Stored rows =
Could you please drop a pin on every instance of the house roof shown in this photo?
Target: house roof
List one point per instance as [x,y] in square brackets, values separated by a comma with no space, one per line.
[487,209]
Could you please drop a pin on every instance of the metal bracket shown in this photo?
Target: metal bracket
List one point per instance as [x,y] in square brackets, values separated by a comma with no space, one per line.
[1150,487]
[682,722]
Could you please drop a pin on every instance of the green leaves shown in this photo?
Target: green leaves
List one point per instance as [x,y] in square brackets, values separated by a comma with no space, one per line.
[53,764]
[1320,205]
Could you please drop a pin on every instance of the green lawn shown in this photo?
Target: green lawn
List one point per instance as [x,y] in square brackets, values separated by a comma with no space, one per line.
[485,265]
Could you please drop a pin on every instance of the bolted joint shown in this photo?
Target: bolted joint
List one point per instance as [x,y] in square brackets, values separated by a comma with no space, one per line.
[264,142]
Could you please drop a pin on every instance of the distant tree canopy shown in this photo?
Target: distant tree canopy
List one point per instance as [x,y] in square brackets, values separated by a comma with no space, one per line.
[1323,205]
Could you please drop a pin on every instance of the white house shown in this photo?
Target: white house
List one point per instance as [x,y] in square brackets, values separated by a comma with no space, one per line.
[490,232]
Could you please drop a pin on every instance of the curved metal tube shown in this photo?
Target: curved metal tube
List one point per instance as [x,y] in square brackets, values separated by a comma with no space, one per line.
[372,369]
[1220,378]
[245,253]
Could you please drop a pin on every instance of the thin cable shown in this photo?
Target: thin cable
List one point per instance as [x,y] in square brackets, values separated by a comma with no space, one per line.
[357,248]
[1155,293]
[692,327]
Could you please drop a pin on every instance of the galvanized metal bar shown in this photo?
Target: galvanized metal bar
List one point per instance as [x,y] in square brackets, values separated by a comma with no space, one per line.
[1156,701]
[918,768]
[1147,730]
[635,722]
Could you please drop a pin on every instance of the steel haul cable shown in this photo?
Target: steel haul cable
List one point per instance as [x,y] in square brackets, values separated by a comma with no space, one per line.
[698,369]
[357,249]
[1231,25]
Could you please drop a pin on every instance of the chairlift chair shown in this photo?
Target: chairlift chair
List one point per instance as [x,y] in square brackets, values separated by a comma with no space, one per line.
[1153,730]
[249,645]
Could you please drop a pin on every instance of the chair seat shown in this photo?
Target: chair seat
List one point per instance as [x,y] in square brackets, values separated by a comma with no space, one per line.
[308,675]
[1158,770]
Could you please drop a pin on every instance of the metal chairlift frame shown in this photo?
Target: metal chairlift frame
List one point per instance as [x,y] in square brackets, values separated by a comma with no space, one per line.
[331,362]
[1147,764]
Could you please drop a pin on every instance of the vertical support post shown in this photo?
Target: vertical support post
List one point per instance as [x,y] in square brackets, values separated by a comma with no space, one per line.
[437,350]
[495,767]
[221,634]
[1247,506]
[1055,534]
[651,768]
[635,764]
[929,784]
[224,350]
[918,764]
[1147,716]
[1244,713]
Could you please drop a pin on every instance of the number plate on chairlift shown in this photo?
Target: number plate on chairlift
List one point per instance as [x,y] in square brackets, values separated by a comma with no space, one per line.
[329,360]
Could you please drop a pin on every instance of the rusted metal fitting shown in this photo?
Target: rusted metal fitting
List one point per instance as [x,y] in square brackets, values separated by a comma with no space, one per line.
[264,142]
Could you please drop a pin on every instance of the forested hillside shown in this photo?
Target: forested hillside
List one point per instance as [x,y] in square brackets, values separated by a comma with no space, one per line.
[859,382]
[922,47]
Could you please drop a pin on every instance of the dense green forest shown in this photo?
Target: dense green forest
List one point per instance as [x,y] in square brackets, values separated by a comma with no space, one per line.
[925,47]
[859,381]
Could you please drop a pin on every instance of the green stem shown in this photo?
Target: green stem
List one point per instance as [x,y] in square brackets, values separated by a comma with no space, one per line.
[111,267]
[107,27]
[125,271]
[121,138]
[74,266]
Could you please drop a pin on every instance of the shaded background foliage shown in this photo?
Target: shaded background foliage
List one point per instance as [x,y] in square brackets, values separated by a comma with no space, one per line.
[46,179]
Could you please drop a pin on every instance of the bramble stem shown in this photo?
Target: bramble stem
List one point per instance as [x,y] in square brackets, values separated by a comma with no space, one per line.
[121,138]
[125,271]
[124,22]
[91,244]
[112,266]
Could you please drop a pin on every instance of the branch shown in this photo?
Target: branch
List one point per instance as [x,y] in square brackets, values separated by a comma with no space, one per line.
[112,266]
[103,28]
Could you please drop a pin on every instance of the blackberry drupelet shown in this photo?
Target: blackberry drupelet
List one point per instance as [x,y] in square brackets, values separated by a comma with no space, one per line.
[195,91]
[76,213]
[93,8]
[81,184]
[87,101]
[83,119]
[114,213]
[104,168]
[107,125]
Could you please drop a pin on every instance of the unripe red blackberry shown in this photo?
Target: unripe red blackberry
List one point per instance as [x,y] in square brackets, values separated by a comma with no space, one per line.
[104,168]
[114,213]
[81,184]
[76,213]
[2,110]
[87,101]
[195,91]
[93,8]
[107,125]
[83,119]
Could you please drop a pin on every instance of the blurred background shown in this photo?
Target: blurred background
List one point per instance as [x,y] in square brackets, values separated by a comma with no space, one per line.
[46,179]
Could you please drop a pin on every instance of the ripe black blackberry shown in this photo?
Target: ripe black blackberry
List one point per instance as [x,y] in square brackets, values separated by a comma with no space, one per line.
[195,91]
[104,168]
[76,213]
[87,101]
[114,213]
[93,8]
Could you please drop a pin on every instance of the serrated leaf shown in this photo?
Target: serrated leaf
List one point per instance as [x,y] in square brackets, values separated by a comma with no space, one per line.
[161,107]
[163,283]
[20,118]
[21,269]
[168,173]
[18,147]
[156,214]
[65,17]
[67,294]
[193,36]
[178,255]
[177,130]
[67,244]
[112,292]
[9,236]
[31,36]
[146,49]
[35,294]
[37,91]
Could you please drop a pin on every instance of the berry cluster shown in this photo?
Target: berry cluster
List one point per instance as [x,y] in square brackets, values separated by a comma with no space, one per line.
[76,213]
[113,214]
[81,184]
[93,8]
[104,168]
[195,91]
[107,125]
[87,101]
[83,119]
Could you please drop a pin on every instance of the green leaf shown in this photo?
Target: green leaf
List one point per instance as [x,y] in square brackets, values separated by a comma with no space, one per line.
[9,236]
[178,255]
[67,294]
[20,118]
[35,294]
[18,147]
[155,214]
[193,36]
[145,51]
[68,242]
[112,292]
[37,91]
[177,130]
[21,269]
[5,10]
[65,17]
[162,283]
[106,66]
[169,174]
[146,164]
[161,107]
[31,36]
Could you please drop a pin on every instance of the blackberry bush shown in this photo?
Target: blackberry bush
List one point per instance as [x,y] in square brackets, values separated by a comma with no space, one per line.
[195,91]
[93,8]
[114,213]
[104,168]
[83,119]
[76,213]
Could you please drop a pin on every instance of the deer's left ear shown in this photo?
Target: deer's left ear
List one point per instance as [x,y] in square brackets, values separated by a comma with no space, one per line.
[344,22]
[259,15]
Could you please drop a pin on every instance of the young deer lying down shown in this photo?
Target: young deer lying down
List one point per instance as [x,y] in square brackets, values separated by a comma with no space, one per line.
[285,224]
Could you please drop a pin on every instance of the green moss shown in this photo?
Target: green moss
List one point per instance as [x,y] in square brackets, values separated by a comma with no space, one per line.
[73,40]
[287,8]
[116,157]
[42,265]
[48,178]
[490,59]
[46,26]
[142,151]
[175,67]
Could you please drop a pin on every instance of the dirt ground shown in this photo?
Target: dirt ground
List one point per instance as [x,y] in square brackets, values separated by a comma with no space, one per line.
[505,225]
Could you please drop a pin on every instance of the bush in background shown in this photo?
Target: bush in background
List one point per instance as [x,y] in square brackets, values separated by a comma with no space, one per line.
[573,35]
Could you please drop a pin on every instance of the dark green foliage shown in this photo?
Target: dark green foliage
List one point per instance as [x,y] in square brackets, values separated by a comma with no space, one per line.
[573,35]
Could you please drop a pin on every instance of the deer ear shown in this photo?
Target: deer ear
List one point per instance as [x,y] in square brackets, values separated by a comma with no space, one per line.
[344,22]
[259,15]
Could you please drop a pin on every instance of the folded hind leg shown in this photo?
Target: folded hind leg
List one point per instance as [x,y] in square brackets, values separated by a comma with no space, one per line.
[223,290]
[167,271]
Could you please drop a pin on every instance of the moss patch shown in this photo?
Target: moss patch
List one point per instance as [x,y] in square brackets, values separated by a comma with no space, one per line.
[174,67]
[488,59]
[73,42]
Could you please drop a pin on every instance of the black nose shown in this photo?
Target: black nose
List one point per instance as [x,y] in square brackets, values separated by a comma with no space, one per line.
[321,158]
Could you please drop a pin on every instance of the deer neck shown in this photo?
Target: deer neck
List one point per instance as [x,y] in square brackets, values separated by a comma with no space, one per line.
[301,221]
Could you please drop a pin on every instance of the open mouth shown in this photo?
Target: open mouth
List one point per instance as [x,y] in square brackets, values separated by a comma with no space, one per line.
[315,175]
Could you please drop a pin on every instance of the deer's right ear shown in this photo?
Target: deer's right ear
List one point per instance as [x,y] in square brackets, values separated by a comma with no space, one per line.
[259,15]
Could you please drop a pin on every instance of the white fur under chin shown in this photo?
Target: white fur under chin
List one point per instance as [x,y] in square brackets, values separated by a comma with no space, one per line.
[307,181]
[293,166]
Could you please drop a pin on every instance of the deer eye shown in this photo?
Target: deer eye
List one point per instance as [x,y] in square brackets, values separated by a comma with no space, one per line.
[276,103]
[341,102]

Instructions to follow =
Give every line from the one containing "right ear shown in this photo?" through the end of the records as a numbered list, omitting any blank lines.

Full response =
1. Could you please drop a pin on every instance of the deer's right ear shown in this photo?
2. Target: deer's right ear
3. List one point per instance as [x,y] in square brackets, values separated by a comma with no space, one per line.
4. [259,15]
5. Could you please drop a pin on every instance of the white fur under chin shown in this photo?
6. Target: white fur under chin
7. List one point per instance as [x,y] in square brackets, values separated by a comma with no space, one per line.
8. [307,181]
9. [293,166]
10. Could you please drop a pin on every instance of the deer eye shown in this photo?
11. Target: deer eye
12. List one point per instance as [x,y] in square brackets, values separated by a comma with no space, one per line.
13. [276,103]
14. [341,102]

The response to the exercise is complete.